───── Provided data

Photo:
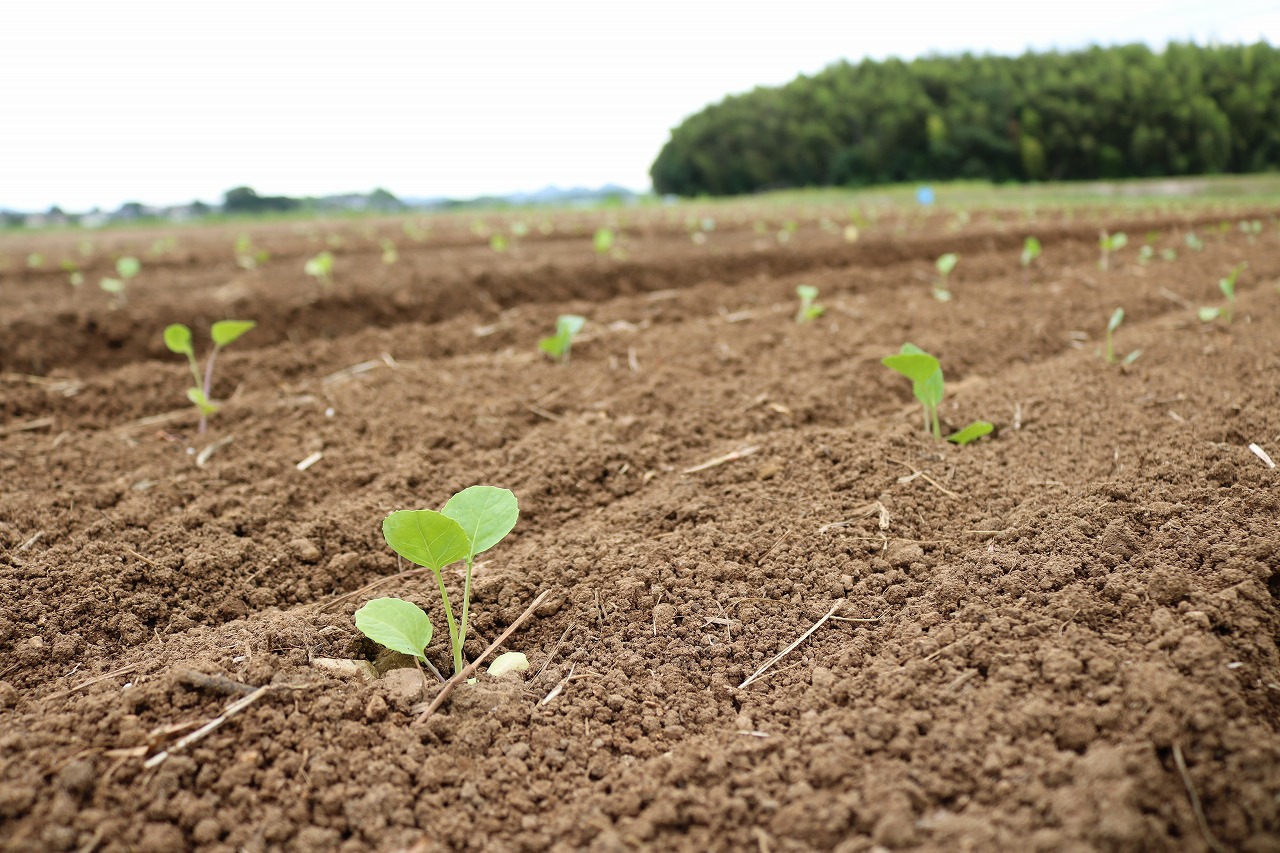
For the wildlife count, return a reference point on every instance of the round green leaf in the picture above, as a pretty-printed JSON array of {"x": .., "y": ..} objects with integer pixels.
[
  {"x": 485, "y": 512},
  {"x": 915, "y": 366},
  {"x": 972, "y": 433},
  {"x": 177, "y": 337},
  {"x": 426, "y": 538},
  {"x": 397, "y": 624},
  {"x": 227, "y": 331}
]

──────────

## Work item
Before you return the listing exactly, strip out its pictures.

## Answer for the task
Photo:
For the wildlife count, return a reference point on every instance of the round green leaf in the picture above, as a pretty-printed JSON array of {"x": .., "y": ..} objects with integer pixels.
[
  {"x": 485, "y": 512},
  {"x": 915, "y": 366},
  {"x": 972, "y": 433},
  {"x": 177, "y": 337},
  {"x": 426, "y": 538},
  {"x": 397, "y": 624},
  {"x": 227, "y": 331}
]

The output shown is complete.